→ Travail demandé: Prolongez le texte sur la plasticité du droit face aux crises climatiques en reprenant juste après sa dernière phrase.

Même la Convention de Kampala sur les déplacés internes reste muette sur les déplacements liés aux catastrophes climatiques, laissant des millions de personnes sans véritable protection.
Vers une « plasticité du droit » : un concept clé pour l’avenir
Face à l’immobilisme, Mashagiro propose un concept novateur : la plasticité du droit.
« C’est la capacité du droit à évoluer sans perdre son essence. Un droit vivant, réactif, capable de s’adapter aux crises complexes et évolutives du XXIᵉ siècle », a-t-il expliqué.
Contrairement à une idée reçue, cette plasticité n’affaiblit pas la norme juridique, elle la renforce en l’adaptant. Pour cela, la « légistique », ou l’art de rédiger des lois, devient essentielle. Il propose notamment :
- Des clauses de révision périodique inscrites dans les textes,
- Des sunset clauses permettant l’expiration automatique de certaines lois pour réévaluation,
- Des expérimentations territoriales,
- Des normes souples indexées sur des indicateurs écologiques,
- Des dispositifs hybrides mariant droit dur et soft law avec participation citoyenne.
Des exemples africains de plasticité juridique déjà à l’œuvre
Mashagiro a illustré ses propos par plusieurs initiatives africaines qui témoignent d’une forme de plasticité juridique déjà expérimentée sur le terrain :
• Moratoires forestiers au Gabon et en RDC
Ces suspensions de nouvelles concessions forestières visent à freiner la déforestation, préserver les puits de carbone et réorganiser la gouvernance environnementale. Au Gabon, ces mesures s’accompagnent de certifications internationales, tandis qu’en RDC, un moratoire existe depuis 2002 malgré une application inégale.
• Codes miniers révisables au Niger et en Guinée
Les codes miniers de ces deux pays prévoient une révision automatique régulière pour intégrer les évolutions environnementales et sociales. Une flexibilité juridique saluée, mais qui requiert une forte volonté politique pour être effective.
• Dispositifs locaux d’alerte environnementale au Bénin et en Afrique du Sud
Ici, les innovations viennent des communautés locales : comités de veille au Bénin et applications numériques d’alerte climatique en Afrique du Sud. Des mécanismes agiles mais souvent hors du cadre juridique formel.
« Ces innovations existent mais restent éparses. Il est temps de les structurer, les harmoniser et surtout de les inscrire dans le droit positif », a insisté Mashagiro.

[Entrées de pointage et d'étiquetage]
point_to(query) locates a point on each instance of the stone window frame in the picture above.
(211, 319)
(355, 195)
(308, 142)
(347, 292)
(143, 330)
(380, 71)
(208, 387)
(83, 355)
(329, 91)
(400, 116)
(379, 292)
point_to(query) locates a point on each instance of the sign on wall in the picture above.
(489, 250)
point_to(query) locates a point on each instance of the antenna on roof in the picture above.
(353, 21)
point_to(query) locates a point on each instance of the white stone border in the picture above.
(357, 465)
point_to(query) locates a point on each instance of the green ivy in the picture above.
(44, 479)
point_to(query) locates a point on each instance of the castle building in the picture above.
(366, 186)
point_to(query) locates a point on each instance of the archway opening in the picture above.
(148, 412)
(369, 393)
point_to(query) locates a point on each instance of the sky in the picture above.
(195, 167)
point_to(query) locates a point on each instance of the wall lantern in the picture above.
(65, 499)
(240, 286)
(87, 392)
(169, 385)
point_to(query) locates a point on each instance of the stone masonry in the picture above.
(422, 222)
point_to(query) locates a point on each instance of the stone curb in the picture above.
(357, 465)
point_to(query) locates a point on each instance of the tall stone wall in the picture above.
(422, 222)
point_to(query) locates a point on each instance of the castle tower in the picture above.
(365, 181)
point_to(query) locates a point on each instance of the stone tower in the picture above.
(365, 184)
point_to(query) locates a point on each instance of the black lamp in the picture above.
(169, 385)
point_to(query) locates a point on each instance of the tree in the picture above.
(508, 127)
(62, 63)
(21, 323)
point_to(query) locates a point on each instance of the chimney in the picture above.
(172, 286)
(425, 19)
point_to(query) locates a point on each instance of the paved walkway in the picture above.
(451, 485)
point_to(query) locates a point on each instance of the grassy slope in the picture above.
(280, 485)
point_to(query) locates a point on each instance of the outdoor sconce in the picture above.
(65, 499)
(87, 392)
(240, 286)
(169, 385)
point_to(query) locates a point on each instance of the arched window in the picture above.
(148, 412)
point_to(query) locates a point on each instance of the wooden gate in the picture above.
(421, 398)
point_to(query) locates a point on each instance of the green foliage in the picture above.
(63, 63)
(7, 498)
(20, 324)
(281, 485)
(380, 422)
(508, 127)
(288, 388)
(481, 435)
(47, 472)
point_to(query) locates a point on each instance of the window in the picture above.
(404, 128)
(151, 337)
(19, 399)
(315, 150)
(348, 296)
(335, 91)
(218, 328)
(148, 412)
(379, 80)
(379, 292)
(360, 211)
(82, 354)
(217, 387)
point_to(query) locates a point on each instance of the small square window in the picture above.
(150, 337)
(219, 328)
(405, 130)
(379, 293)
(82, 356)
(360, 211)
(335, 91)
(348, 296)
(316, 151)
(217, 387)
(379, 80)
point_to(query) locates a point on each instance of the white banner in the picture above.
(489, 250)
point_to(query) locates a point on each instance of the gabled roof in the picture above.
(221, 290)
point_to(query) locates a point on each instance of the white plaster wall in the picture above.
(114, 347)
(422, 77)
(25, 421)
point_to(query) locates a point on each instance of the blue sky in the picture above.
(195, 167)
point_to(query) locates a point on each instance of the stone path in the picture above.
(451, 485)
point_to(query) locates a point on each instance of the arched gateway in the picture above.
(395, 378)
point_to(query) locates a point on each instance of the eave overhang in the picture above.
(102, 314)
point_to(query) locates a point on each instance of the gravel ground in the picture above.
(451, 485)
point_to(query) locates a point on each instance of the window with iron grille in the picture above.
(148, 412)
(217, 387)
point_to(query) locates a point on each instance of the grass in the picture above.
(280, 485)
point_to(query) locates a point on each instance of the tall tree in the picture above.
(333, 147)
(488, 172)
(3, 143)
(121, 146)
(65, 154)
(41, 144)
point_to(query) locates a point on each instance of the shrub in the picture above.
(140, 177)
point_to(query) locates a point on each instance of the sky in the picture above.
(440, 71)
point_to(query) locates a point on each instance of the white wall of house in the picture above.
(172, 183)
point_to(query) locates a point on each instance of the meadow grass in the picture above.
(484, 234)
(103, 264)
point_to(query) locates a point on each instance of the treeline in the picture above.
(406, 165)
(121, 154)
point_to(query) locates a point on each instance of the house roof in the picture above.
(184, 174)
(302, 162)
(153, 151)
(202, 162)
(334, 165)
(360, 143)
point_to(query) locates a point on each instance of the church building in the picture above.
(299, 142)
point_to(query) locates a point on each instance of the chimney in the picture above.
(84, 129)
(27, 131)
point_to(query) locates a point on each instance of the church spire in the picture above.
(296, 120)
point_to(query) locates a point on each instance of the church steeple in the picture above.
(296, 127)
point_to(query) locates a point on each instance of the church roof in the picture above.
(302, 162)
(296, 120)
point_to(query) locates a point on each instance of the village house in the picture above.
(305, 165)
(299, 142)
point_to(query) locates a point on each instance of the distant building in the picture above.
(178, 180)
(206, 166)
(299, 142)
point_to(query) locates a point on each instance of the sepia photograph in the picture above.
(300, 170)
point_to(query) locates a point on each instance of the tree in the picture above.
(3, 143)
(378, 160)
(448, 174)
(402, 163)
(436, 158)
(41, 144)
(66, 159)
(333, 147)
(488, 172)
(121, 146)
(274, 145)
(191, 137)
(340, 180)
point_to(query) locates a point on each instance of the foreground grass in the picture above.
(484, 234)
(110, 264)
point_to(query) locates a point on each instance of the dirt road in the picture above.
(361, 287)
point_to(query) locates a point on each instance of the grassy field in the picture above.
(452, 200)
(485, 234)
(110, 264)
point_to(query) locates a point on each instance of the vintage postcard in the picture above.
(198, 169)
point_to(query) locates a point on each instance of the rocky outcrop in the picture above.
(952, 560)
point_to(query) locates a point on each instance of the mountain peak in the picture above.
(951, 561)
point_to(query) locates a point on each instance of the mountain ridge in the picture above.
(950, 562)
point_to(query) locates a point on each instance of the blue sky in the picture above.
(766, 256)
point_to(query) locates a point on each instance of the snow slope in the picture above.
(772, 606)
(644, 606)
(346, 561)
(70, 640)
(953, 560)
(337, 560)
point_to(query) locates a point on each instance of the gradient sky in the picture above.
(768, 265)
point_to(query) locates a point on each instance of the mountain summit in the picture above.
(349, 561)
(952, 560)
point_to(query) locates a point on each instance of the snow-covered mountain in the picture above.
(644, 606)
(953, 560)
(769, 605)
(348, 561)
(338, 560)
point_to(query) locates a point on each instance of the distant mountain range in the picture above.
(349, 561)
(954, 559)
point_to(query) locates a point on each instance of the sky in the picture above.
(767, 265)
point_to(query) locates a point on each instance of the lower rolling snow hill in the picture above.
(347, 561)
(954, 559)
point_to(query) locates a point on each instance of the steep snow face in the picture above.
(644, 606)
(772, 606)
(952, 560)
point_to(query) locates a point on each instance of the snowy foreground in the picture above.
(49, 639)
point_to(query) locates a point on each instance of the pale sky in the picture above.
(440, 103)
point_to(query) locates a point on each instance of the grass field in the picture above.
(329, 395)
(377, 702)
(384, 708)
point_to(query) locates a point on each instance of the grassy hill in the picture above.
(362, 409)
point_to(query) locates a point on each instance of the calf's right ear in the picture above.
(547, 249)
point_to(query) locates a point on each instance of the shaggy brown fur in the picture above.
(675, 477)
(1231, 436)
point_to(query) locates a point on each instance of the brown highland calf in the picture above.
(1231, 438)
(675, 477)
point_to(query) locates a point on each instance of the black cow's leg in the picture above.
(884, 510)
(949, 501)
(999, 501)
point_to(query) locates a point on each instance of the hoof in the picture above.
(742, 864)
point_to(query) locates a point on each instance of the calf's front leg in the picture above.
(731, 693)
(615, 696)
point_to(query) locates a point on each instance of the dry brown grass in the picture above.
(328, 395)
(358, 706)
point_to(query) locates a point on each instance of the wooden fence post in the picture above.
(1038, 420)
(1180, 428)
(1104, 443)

→ Réponse à l'exercice:
Les déplacés climatiques : des oubliés du droit
Un des points centraux de son plaidoyer reste la nécessité urgente de créer un véritable statut juridique international pour les déplacés climatiques internes.
« Ceux qui fuient une éruption volcanique, une montée des eaux ou une sécheresse prolongée méritent une reconnaissance et une protection juridique à part entière », a martelé le juriste congolais.
Selon lui, il est temps de compléter la Convention de Kampala et de construire de nouveaux instruments juridiques adaptés aux réalités des crises environnementales modernes.
Une co-construction avec la société civile
Mashagiro défend également une approche participative dans l’élaboration de ce nouveau droit :
« Le droit plastique n’est pas un produit réservé aux experts. Il doit être co-construit avec la société civile, les ONG, les juridictions environnementales et les communautés locales. C’est ainsi qu’il gagnera sa légitimité populaire et sa résilience. »
Une conclusion puissante : « Le droit vivant comme outil de survie »
En clôture, Thierry Mashagiro a livré un message fort et visionnaire :
« Face aux effondrements, le droit ne doit pas s’effondrer avec nous. Il doit nous maintenir debout. La plasticité juridique n’est pas une option théorique, c’est une condition de survie normative. »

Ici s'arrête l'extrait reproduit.